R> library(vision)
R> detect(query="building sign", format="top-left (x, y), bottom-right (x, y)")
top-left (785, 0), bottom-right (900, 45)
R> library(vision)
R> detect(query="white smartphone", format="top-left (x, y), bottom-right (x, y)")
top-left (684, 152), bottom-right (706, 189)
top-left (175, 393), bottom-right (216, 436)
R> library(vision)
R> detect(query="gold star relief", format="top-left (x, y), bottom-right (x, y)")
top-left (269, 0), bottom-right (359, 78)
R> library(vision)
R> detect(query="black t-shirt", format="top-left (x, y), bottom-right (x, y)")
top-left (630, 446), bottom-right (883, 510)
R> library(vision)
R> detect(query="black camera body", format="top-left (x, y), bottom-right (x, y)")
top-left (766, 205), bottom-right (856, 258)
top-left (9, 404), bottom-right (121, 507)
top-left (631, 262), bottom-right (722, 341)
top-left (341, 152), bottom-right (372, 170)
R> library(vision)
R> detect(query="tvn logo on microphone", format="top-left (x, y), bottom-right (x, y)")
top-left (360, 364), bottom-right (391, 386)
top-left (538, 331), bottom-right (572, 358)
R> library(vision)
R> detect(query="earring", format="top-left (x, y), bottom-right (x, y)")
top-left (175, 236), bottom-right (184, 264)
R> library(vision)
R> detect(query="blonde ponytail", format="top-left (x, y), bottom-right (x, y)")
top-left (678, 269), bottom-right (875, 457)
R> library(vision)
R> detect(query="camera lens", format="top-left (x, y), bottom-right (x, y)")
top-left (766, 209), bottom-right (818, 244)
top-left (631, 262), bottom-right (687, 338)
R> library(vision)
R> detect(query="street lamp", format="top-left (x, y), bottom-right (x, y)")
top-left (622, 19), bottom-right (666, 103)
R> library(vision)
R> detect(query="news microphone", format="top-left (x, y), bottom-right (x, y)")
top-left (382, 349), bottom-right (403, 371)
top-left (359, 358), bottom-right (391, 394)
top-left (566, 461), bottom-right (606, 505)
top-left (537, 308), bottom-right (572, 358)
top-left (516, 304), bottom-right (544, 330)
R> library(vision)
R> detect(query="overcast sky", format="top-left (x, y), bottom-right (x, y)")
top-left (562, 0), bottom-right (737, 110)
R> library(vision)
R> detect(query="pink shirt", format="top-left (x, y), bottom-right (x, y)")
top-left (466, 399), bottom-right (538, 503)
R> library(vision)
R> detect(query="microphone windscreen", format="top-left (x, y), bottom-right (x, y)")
========================
Report every line in the records above that contains the string "camera", treating uppercase and lowercase letters as different.

Solution for this task:
R> detect(query="black camera body", format="top-left (x, y), bottom-right (x, y)")
R> detect(query="camera lens", format="top-left (x, y), bottom-right (x, y)")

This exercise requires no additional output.